_REQUIRED ACTION_:
For the entries below, repeat exactly each line starting with the one that contains "lips listed here." and going on through the one that contains "Target: woman's face", and no others.

_RECORDS_:
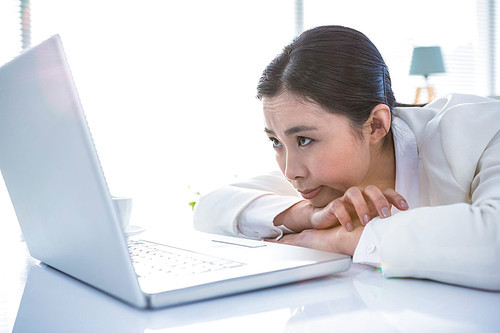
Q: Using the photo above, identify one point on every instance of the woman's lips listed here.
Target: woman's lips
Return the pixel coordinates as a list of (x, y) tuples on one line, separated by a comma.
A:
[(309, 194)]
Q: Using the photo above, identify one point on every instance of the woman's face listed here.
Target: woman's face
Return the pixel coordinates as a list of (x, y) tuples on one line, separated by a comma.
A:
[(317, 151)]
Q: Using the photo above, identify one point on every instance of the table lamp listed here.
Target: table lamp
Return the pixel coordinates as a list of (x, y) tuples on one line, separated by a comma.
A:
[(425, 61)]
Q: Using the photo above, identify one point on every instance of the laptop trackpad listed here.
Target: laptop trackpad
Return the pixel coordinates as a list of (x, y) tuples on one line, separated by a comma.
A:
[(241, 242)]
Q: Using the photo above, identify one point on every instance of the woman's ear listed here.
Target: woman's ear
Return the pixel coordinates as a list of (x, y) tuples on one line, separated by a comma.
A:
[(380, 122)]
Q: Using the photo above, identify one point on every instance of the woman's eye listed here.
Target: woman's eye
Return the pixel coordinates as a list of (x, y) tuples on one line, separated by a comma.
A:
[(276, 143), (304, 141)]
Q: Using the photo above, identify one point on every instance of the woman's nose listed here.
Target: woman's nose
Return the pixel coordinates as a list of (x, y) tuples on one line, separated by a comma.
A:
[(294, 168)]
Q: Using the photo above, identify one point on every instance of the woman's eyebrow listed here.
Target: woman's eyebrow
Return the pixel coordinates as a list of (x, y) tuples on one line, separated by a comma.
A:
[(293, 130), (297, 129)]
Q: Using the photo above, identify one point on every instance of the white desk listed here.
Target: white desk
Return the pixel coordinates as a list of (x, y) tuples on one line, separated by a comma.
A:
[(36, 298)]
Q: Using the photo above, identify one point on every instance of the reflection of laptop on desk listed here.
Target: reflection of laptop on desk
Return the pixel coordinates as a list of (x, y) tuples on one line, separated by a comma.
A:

...

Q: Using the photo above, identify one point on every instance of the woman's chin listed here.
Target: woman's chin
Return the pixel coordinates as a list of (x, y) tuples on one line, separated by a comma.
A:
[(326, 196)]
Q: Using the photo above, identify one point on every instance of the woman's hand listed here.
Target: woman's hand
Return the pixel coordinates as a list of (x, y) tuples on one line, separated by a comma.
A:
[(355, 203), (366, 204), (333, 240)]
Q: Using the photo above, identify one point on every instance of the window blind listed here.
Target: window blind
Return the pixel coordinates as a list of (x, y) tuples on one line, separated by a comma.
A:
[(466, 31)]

_EXPECTED OUTPUT_:
Q: Using the photo above, identify one point on every instance of the woman's lips listed here.
Target: woman's lips
Return the pixel coordinates as a list of (x, y) tuples on one line, separated by a comma.
A:
[(309, 194)]
Q: Using the photo above, identify one point on every instance of the woman's face listed here.
Target: woman's face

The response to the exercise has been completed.